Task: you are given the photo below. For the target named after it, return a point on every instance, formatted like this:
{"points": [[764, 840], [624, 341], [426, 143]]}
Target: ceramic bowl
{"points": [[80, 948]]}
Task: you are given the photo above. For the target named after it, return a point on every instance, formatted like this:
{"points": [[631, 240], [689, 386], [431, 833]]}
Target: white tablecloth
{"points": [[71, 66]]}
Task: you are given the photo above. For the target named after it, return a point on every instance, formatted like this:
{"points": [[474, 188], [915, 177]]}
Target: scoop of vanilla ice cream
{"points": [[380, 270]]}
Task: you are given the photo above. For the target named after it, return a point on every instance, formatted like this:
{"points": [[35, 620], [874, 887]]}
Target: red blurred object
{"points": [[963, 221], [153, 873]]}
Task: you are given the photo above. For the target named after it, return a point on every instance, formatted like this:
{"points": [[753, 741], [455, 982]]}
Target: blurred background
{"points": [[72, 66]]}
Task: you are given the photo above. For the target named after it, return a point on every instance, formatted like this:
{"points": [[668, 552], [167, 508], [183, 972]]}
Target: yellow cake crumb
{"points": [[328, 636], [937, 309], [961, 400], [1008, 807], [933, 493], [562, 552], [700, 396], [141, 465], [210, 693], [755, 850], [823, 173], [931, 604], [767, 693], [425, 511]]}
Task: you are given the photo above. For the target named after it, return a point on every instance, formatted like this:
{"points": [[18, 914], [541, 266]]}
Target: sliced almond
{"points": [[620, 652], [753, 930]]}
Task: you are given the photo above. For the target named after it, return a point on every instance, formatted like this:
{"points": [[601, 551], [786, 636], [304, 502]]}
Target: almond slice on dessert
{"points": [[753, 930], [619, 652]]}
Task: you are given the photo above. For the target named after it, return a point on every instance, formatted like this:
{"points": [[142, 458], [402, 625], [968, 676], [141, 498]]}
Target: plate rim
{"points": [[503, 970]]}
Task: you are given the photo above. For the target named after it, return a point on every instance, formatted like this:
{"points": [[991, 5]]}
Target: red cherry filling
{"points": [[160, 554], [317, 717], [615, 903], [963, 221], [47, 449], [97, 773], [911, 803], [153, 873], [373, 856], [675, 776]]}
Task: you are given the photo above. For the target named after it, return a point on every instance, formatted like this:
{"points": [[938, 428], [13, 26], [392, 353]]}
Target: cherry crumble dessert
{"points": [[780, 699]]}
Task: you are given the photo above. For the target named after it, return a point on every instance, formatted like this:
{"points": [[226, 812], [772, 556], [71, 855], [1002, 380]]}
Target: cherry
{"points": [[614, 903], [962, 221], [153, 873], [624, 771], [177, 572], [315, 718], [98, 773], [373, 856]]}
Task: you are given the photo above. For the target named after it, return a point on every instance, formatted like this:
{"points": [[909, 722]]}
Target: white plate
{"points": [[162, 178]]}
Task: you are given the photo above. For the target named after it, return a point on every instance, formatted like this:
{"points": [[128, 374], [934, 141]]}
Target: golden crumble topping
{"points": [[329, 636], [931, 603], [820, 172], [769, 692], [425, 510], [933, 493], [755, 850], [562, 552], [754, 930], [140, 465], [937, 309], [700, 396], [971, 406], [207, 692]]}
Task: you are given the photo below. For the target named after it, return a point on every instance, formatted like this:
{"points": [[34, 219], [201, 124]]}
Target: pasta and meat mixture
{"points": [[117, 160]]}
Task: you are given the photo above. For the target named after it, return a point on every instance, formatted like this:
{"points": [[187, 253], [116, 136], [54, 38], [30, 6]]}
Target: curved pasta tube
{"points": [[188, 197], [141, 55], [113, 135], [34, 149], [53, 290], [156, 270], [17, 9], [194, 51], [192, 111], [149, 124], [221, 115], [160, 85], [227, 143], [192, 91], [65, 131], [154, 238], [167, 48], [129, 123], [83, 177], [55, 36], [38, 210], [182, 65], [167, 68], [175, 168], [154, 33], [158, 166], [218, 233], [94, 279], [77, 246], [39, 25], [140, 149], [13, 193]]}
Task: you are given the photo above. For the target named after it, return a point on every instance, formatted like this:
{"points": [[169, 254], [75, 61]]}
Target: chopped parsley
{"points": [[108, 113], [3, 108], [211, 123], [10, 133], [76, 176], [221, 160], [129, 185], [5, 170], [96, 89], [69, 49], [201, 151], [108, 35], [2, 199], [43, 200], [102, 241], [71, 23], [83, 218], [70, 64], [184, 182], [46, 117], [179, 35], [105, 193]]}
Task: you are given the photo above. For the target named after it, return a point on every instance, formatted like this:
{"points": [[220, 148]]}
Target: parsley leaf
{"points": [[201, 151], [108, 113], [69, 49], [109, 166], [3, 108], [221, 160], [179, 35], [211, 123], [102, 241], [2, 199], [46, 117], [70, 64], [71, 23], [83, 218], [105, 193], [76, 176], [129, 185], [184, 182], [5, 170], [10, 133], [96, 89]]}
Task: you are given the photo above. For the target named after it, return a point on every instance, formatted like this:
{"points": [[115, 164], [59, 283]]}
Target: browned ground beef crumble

◇ ◇ ◇ ◇

• INSTRUCTIONS FOR THE TASK: Please reproduce all of the entries exactly as they stand.

• WRITTEN RESPONSE:
Task: you are given the photo below. For the target named after it, return a point on every instance, formatted like this:
{"points": [[764, 840], [624, 341], [426, 143]]}
Target: ceramic bowl
{"points": [[80, 948]]}
Task: you are given the photo above. For the target named after it, return a point on every instance, formatted like this:
{"points": [[631, 240], [689, 386], [431, 833]]}
Target: white tablecloth
{"points": [[71, 66]]}
Task: you are given the photo above. For the target named after it, return a point on every instance, formatted like this:
{"points": [[474, 188], [915, 177]]}
Target: scoop of vanilla ice cream
{"points": [[380, 270]]}
Task: you are given the photo above. For the target named after it, return a point on every instance, formatted like this:
{"points": [[35, 620], [874, 887]]}
Target: red blurred object
{"points": [[963, 221], [153, 873]]}
Task: you are given the photo above. For the target named after it, return a point on every instance, formatted like this:
{"points": [[753, 741], [455, 982]]}
Target: blurred background
{"points": [[72, 66]]}
Task: you are given the photo above. For the target named after it, return a point on every instance, formatted like this:
{"points": [[668, 552], [167, 508], [183, 972]]}
Target: yellow cake crumb
{"points": [[328, 636], [937, 309], [961, 400], [1008, 807], [933, 493], [562, 552], [700, 396], [141, 465], [210, 693], [755, 850], [823, 173], [931, 604], [767, 693], [425, 511]]}
Task: you are given the photo above. For the target named after it, return a point on every instance, formatted like this:
{"points": [[18, 914], [541, 266]]}
Target: sliced almond
{"points": [[620, 652], [753, 930]]}
Task: you are given the photo above. For the target named after it, return a point on every instance, formatted like this:
{"points": [[601, 551], [786, 636], [304, 502]]}
Target: almond slice on dessert
{"points": [[753, 930], [619, 652]]}
Task: you are given the photo above. For the target named after it, return a point on every instance, formatted like this:
{"points": [[142, 458], [402, 625], [968, 676], [141, 498]]}
Target: plate rim
{"points": [[503, 970]]}
Task: you are given the photo above. For the target named after it, return a point on every instance, formatted like this:
{"points": [[991, 5]]}
Target: red cherry filling
{"points": [[160, 554], [317, 717], [615, 903], [963, 221], [47, 449], [97, 773], [911, 803], [153, 873], [373, 856], [675, 776]]}
Task: you are given the photo above. For the target named after it, return a point on every instance, formatted like this:
{"points": [[938, 428], [13, 26], [392, 353]]}
Target: cherry crumble dessert
{"points": [[780, 699]]}
Task: you are given the photo above. For the target named after it, return a point on every instance, formatted like this:
{"points": [[226, 812], [772, 556], [71, 855], [1002, 380]]}
Target: cherry
{"points": [[614, 903], [962, 221], [153, 873], [624, 771], [177, 572], [315, 718], [98, 773], [373, 856]]}
Task: you are given the photo above. For the target named after it, return a point on every instance, formatted like this:
{"points": [[909, 722]]}
Target: white plate
{"points": [[162, 178]]}
Task: you are given the photo above. For the target named after it, return a point on every instance, formatted like this:
{"points": [[128, 374], [934, 141]]}
Target: golden crumble topping
{"points": [[329, 636], [931, 603], [820, 172], [769, 692], [425, 510], [933, 493], [755, 850], [562, 552], [754, 930], [140, 465], [937, 309], [700, 396], [971, 406], [207, 692]]}
Task: you are given the photo below. For the target named after it, return a point on every instance, formatted like this:
{"points": [[34, 219], [201, 124]]}
Target: pasta and meat mixture
{"points": [[117, 160]]}
Task: you are given the photo above. For the target named after it, return a point on every instance, formatted like this:
{"points": [[187, 253], [116, 136], [54, 38], [30, 6]]}
Target: curved pasta tube
{"points": [[188, 197], [141, 55], [113, 135], [34, 149], [53, 290], [156, 270], [17, 9], [194, 51], [192, 111], [149, 124], [221, 115], [160, 85], [227, 143], [192, 91], [65, 131], [154, 238], [167, 48], [129, 123], [83, 177], [55, 36], [38, 210], [182, 65], [167, 68], [175, 168], [154, 33], [158, 166], [218, 233], [94, 279], [77, 246], [39, 25], [140, 149], [13, 193]]}
Task: you are given the photo above. For the target named after it, return a point on every instance, formatted like this:
{"points": [[169, 254], [75, 61]]}
Target: chopped parsley
{"points": [[108, 113], [3, 108], [211, 123], [10, 133], [76, 176], [221, 160], [129, 185], [5, 170], [96, 89], [69, 49], [201, 151], [108, 35], [2, 199], [43, 200], [102, 241], [71, 23], [83, 218], [70, 64], [184, 182], [46, 117], [179, 35], [105, 193]]}
Task: you are given the photo above. For the target named after it, return a point on every instance, formatted like this:
{"points": [[220, 148]]}
Target: parsley leaf
{"points": [[201, 151], [108, 113], [69, 49], [109, 166], [3, 108], [221, 160], [179, 35], [211, 123], [102, 241], [2, 199], [46, 117], [70, 64], [71, 23], [83, 218], [105, 193], [76, 176], [129, 185], [184, 182], [5, 170], [10, 133], [96, 89]]}
Task: you are given the photo above. For the target named after it, return a point on every instance, formatted like this:
{"points": [[115, 164], [59, 283]]}
Target: browned ground beef crumble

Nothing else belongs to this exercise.